[Stored items from a collection]
(begin)
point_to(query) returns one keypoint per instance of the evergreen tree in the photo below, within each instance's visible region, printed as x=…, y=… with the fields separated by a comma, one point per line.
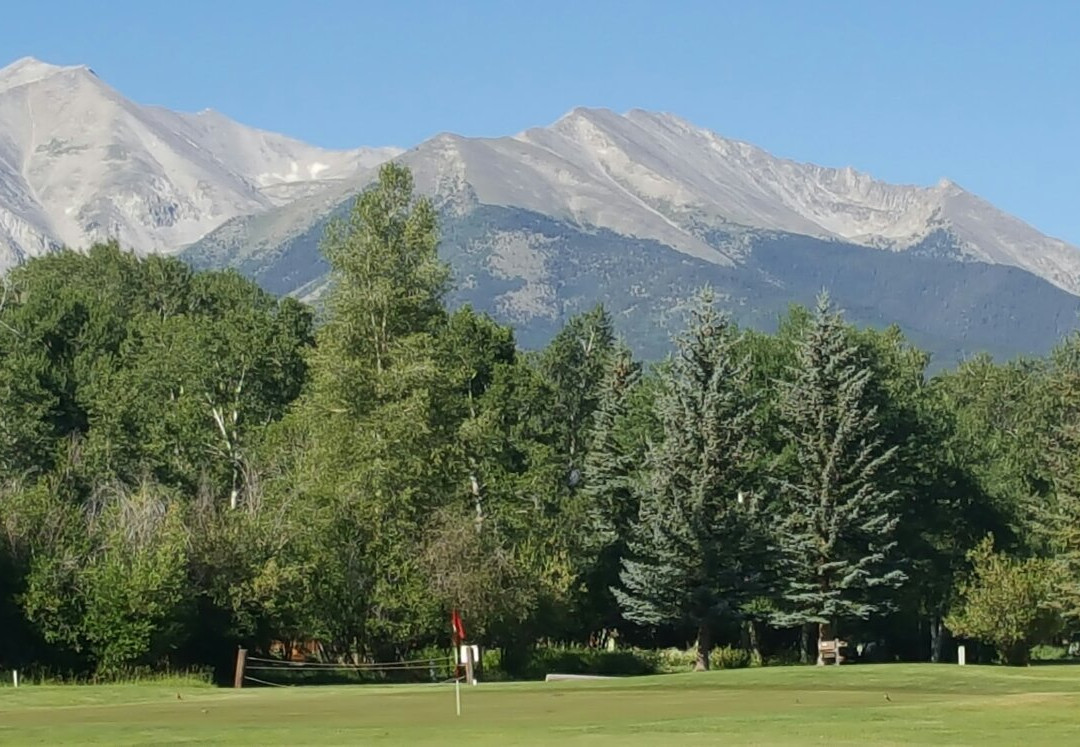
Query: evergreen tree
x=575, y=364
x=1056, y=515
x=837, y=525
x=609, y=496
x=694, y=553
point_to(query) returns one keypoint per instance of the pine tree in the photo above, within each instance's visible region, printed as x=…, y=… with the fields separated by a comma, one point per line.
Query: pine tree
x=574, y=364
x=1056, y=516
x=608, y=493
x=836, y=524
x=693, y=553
(end)
(begin)
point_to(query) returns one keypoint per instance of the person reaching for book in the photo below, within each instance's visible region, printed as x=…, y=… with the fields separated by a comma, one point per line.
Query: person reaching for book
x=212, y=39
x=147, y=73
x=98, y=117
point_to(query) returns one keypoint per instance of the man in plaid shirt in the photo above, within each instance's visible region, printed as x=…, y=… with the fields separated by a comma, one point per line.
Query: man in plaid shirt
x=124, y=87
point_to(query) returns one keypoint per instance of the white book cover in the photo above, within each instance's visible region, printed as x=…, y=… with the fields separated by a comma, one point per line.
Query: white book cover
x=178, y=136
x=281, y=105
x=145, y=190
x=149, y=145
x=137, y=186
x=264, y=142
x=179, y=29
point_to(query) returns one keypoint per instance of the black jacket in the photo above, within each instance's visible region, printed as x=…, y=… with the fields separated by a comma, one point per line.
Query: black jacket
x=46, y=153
(end)
## WHAT THE TASK REQUIRES
Show each line above that contains the word "white". Count a line only if its letters match that word in case.

## RESPONSE
point_to(query) returns one keypoint per instance of the white book cover in the photo above, within each instance's visible region, printed as x=…, y=… with the fields separated by a comma, one point per line.
Query: white book cover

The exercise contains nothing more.